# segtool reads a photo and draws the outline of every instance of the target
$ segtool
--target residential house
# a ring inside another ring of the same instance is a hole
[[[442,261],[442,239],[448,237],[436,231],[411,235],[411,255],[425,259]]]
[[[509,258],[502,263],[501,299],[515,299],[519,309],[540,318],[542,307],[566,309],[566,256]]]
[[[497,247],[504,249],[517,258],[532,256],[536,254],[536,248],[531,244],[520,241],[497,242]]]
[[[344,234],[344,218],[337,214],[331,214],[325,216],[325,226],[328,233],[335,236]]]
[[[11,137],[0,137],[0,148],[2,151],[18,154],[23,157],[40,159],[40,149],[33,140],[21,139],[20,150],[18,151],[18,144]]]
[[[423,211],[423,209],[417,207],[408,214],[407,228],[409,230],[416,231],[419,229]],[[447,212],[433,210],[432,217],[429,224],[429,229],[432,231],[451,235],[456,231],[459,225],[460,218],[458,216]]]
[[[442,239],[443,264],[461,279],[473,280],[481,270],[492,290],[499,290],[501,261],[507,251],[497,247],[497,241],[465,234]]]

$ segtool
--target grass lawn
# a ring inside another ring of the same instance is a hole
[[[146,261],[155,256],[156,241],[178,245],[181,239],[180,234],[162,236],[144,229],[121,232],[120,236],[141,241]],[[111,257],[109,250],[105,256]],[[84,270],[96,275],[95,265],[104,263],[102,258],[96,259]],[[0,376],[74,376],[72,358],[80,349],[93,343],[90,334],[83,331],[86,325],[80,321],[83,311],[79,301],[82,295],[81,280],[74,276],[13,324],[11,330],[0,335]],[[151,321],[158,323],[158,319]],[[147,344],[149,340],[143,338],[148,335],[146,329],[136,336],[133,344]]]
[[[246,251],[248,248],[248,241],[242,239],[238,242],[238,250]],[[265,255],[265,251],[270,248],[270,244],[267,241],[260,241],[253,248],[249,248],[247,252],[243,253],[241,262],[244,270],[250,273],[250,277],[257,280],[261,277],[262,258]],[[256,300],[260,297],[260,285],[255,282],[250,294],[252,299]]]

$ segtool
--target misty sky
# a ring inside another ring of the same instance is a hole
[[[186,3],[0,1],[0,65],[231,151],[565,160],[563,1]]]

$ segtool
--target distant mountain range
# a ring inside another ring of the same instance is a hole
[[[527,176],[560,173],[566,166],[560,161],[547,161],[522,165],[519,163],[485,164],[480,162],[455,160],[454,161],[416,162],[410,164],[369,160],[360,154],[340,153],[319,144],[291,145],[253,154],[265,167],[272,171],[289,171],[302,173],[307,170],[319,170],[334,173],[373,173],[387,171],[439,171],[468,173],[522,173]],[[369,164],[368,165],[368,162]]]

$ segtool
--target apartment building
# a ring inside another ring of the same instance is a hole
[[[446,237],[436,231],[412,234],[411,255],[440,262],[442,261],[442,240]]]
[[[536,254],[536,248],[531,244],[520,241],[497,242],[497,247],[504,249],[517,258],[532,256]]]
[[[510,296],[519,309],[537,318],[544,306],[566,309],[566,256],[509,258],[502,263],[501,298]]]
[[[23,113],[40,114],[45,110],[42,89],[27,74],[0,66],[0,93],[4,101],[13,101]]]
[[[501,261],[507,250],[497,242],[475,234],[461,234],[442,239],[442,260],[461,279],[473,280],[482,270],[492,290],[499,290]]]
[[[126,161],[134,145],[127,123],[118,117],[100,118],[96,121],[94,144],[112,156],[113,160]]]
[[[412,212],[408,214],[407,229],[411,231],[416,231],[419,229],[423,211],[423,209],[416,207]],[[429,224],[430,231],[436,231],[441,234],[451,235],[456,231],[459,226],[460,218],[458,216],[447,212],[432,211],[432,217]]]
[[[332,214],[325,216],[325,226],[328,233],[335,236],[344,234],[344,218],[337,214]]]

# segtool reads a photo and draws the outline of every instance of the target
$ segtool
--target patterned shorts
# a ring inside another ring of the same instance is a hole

# [GOAL]
Select every line in the data above that contains the string "target". Case counts.

# [ANSWER TO THIS TASK]
# segtool reads a photo and draws the outline of every instance of the target
--target residential house
--target grass lawn
--target misty sky
--target distant mountain range
--target apartment building
# segtool reads a photo and draws the outline of every instance of the target
--target patterned shorts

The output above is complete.